> What you should do:
Please return every line from the entries that has the string "sconce" in it.

•••••

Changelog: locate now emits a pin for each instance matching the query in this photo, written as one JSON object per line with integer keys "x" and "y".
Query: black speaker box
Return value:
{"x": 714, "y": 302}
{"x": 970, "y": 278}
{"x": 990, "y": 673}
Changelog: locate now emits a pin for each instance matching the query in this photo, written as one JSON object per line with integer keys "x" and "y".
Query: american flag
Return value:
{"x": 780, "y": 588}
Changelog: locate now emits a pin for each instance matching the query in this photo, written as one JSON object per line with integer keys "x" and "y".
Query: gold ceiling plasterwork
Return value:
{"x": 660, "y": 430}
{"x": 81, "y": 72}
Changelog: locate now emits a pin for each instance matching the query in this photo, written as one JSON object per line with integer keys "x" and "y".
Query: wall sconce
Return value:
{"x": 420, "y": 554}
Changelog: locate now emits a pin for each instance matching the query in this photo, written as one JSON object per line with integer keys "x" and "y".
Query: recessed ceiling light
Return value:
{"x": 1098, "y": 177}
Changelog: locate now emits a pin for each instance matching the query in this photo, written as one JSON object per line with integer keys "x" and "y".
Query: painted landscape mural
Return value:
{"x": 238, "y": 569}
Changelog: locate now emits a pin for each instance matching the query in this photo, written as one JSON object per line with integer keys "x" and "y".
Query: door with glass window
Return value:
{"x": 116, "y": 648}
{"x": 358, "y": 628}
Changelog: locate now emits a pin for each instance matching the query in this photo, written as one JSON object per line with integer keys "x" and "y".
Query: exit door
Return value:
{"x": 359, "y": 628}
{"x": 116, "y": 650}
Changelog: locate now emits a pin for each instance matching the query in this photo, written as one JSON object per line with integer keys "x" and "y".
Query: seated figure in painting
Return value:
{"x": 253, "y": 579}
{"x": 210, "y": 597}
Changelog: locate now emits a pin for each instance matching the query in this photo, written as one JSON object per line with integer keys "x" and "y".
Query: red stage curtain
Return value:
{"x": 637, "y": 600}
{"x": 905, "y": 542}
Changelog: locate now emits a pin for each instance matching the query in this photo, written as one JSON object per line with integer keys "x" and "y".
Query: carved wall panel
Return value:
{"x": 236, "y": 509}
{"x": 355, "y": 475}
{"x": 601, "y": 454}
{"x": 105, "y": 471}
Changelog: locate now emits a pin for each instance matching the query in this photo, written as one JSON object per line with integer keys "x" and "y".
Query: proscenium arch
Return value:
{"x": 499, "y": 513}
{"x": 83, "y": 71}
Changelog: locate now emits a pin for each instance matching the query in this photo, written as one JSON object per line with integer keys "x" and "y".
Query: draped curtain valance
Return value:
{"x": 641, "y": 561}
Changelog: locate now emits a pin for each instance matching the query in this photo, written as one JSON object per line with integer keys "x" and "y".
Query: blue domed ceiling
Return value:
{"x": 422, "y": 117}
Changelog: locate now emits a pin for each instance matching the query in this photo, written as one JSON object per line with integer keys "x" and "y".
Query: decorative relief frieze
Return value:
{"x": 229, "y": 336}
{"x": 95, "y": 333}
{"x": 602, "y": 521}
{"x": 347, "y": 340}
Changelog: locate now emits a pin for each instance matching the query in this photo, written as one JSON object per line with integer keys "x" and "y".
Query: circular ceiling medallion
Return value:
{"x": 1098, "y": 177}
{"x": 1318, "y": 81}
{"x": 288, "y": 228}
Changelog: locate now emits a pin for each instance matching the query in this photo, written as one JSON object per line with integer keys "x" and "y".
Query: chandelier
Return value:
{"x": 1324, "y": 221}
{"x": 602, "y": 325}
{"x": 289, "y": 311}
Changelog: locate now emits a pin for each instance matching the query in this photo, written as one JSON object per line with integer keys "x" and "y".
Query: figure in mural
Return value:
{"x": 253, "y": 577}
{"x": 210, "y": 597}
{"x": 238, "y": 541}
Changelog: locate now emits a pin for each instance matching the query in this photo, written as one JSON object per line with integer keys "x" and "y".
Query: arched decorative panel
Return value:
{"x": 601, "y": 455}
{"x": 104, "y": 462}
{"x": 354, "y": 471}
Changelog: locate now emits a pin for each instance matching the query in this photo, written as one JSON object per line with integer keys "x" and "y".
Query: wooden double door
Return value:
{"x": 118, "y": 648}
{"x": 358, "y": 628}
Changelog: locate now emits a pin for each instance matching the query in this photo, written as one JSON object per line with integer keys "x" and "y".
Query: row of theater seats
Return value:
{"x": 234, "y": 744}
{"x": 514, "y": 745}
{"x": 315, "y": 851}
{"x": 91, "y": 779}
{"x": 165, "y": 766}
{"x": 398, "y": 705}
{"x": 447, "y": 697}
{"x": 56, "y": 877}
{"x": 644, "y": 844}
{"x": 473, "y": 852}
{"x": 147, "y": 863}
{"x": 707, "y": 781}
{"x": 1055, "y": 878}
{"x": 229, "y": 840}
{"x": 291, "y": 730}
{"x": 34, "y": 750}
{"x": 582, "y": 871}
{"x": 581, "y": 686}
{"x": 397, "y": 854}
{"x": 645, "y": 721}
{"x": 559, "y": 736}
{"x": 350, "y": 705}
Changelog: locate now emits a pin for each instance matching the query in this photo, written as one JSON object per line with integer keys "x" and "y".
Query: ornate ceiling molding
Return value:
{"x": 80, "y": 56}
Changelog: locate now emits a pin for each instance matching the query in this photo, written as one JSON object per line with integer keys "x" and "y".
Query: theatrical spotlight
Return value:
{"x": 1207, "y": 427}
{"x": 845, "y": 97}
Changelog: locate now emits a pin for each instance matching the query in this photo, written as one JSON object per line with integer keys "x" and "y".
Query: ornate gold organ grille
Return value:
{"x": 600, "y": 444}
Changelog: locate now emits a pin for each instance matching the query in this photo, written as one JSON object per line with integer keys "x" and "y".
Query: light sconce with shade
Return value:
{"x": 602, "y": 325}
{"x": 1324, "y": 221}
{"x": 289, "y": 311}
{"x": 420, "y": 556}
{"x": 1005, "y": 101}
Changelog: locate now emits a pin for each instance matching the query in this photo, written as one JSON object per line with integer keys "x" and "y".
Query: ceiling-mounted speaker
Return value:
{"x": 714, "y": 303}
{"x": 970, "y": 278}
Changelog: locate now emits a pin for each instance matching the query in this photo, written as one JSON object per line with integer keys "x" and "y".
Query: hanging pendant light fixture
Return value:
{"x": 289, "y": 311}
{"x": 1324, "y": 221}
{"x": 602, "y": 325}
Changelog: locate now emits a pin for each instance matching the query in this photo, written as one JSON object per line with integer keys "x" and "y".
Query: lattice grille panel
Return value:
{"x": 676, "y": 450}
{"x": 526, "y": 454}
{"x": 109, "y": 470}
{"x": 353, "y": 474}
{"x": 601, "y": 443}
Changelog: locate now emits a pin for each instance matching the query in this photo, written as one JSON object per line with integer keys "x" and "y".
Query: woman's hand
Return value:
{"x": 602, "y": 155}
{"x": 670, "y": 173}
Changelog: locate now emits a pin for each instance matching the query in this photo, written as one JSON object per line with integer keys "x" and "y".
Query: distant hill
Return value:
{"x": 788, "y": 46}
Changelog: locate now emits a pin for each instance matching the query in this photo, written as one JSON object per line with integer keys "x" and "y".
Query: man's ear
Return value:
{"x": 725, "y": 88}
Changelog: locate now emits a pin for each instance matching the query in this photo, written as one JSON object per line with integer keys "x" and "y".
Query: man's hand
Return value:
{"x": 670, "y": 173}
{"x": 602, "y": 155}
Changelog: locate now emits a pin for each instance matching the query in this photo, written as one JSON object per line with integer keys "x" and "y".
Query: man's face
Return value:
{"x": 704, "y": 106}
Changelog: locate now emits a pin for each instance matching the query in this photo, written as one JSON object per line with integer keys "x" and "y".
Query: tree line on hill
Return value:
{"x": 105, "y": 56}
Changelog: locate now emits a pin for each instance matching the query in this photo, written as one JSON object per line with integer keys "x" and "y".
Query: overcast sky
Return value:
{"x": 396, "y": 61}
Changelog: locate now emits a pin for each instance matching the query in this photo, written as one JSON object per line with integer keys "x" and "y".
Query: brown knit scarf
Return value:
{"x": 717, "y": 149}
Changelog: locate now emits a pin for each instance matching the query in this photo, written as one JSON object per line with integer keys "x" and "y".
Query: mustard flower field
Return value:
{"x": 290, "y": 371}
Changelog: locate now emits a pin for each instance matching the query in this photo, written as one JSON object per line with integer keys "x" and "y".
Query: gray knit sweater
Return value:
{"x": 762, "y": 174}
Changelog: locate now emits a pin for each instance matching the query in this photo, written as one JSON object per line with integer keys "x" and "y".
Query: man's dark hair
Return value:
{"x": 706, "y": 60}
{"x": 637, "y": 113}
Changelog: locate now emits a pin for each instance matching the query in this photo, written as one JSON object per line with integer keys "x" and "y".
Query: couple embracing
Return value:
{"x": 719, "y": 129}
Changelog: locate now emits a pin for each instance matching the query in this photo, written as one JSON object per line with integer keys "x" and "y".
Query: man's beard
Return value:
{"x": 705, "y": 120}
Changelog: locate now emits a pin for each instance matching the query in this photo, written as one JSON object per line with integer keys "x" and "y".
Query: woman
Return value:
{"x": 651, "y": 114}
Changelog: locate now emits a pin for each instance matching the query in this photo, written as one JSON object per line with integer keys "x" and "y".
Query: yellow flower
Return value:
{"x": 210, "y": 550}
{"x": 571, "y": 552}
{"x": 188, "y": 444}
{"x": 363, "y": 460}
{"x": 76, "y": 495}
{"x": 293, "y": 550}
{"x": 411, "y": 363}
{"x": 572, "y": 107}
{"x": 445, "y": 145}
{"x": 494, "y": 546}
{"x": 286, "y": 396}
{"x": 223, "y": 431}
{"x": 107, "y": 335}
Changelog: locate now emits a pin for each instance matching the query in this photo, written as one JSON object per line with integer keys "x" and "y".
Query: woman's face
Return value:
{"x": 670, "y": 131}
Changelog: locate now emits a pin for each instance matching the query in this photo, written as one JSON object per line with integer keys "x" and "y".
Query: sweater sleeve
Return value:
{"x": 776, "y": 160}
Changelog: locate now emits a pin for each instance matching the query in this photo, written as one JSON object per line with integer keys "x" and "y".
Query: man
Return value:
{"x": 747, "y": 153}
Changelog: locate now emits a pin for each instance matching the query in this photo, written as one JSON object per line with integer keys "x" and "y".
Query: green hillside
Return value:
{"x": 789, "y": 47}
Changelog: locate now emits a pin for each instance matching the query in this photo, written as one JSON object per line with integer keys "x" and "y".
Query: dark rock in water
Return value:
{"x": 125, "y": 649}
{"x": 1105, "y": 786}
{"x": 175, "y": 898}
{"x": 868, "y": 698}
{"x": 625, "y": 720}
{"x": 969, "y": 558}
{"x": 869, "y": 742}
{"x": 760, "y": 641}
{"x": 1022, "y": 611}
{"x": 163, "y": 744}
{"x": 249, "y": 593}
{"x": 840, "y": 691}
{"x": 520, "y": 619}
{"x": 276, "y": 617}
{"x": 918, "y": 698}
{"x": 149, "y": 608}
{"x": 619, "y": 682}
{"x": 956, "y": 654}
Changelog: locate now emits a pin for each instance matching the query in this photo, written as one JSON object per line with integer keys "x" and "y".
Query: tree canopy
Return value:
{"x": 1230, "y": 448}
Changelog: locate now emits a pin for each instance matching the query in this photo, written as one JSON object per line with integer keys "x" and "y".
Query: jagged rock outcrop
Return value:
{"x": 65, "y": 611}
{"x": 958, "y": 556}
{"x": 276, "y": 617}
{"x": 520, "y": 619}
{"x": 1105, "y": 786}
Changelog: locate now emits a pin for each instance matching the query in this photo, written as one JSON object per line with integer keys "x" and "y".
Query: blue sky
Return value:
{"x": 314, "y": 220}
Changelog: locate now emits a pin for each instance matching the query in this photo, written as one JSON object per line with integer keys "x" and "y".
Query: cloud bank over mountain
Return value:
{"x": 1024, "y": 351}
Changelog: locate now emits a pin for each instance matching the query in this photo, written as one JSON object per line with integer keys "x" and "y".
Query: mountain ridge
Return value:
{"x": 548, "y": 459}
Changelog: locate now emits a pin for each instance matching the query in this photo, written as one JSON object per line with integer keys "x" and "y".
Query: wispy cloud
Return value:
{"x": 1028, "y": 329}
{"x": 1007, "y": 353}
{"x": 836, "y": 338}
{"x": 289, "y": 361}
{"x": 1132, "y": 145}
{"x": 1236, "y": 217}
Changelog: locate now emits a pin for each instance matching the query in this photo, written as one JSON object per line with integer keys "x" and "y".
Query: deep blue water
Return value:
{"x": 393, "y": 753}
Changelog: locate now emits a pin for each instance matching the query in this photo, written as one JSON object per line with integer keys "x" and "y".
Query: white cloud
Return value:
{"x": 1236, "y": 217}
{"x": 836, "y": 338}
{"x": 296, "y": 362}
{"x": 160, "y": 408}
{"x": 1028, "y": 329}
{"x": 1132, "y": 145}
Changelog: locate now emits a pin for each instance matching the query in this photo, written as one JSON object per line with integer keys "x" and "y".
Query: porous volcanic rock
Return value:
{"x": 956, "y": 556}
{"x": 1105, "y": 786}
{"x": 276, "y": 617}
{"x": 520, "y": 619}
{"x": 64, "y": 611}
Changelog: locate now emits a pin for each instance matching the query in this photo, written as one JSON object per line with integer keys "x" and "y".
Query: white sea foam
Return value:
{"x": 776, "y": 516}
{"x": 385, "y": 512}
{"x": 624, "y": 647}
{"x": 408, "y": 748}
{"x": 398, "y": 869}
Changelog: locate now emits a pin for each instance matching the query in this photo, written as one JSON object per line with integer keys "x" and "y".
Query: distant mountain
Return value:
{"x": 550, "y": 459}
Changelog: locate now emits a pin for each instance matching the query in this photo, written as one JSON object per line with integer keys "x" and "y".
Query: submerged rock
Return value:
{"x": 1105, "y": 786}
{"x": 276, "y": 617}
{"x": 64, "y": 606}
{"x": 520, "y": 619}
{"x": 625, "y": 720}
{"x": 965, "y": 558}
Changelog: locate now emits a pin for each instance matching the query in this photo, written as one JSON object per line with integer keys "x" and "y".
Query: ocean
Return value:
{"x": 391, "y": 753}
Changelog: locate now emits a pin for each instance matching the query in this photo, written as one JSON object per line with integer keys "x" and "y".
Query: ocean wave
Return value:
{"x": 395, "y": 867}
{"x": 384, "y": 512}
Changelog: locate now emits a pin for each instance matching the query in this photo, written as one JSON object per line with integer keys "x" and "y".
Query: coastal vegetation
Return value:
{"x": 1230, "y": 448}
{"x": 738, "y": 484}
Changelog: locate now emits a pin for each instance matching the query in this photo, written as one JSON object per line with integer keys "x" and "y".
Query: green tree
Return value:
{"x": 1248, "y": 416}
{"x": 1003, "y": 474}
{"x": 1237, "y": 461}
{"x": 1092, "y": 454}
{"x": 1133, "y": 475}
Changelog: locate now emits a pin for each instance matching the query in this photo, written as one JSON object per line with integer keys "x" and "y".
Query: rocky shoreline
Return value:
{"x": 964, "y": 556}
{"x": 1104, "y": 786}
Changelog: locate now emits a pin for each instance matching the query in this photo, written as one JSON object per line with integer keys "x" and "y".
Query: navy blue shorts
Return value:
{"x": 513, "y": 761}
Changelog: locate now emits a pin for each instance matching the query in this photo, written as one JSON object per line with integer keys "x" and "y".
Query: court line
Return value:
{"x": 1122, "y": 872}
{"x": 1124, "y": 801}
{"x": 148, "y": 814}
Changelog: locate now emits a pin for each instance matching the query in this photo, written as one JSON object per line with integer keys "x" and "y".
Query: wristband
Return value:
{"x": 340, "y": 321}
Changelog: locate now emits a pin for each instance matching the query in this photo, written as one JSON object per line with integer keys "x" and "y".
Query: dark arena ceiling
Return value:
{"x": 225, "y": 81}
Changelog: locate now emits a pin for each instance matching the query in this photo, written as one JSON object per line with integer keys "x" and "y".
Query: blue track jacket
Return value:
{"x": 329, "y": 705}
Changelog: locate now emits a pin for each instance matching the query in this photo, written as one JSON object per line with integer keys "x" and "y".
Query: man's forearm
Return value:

•••••

> Answer to this task:
Query: wall sconce
Query: light sconce with shade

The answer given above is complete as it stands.